## Provided data
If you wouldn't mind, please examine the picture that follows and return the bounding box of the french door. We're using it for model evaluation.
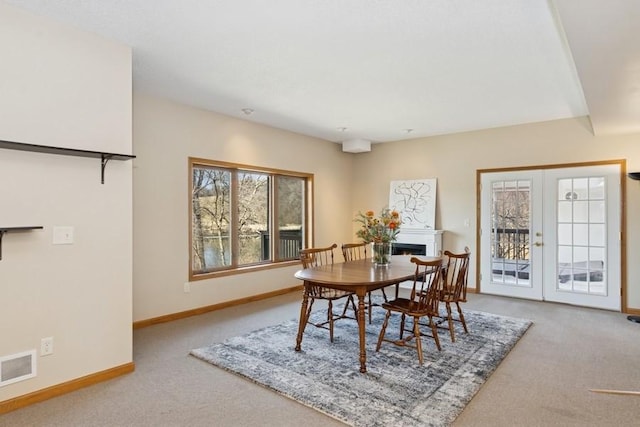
[480,163,621,311]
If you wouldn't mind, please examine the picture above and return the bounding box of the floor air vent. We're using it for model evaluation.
[0,350,36,387]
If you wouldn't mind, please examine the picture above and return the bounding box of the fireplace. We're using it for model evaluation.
[393,228,444,256]
[391,242,427,255]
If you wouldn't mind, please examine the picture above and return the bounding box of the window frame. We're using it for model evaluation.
[187,157,314,282]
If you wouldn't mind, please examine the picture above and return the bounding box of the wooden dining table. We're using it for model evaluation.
[295,255,441,373]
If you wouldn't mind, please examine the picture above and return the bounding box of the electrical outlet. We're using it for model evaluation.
[53,225,73,245]
[40,337,53,356]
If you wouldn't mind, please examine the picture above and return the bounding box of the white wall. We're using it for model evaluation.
[0,3,132,402]
[134,93,353,320]
[353,118,640,310]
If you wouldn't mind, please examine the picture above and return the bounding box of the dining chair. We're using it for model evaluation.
[300,243,358,342]
[376,257,442,365]
[438,247,471,342]
[342,242,387,324]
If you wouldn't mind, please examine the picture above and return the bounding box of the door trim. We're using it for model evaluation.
[475,159,628,313]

## Short problem
Could you turn every line of the records above into a Markdown table with the columns "Row" and "Line", skipping blank lines and leaving out the pictures?

## Exercise solution
| Row | Line |
|---|---|
| 1 | If you wouldn't mind, please examine the picture that follows and return the bounding box of the french door. We're using it for model evaluation. |
| 2 | [480,163,621,311] |
| 3 | If you wouldn't mind, please examine the picture above and return the bounding box of the floor air vent. We're using it for model evaluation. |
| 4 | [0,350,36,387] |
| 5 | If you wouldn't mind, please examine the picture above and return the bounding box of the fireplace. We're using it for model evaluation. |
| 6 | [393,228,444,256] |
| 7 | [391,242,427,255] |
| 8 | If you wouldn't mind, please examine the picture above and return the bounding box of the window frame. We're using it for model evaluation. |
| 9 | [187,157,314,282] |
| 10 | If you wouldn't mind, please examine the picture above and return the bounding box of the wooden dining table. We're using it for model evaluation. |
| 11 | [295,255,441,373] |
| 12 | If you wouldn't mind, please examine the picture above and return the bounding box of the electrical outlet. We're using it for model evaluation. |
| 13 | [53,225,73,245] |
| 14 | [40,337,53,356] |
| 15 | If you wouldn't mind, please examine the picture above and return the bounding box of the white wall. We're using it for model evaluation. |
| 16 | [0,3,132,402] |
| 17 | [134,93,353,320] |
| 18 | [353,118,640,310] |
| 19 | If you wouldn't mind, please examine the picture above and return the bounding box of the dining chair. We're using it for model evaluation. |
| 20 | [300,243,358,342] |
| 21 | [376,257,442,365] |
| 22 | [438,247,471,342] |
| 23 | [342,242,387,324] |
| 24 | If you wouldn't mind, please examine the picture above and return the bounding box of the door trim. We're using it for model evaluation. |
| 25 | [475,159,628,313] |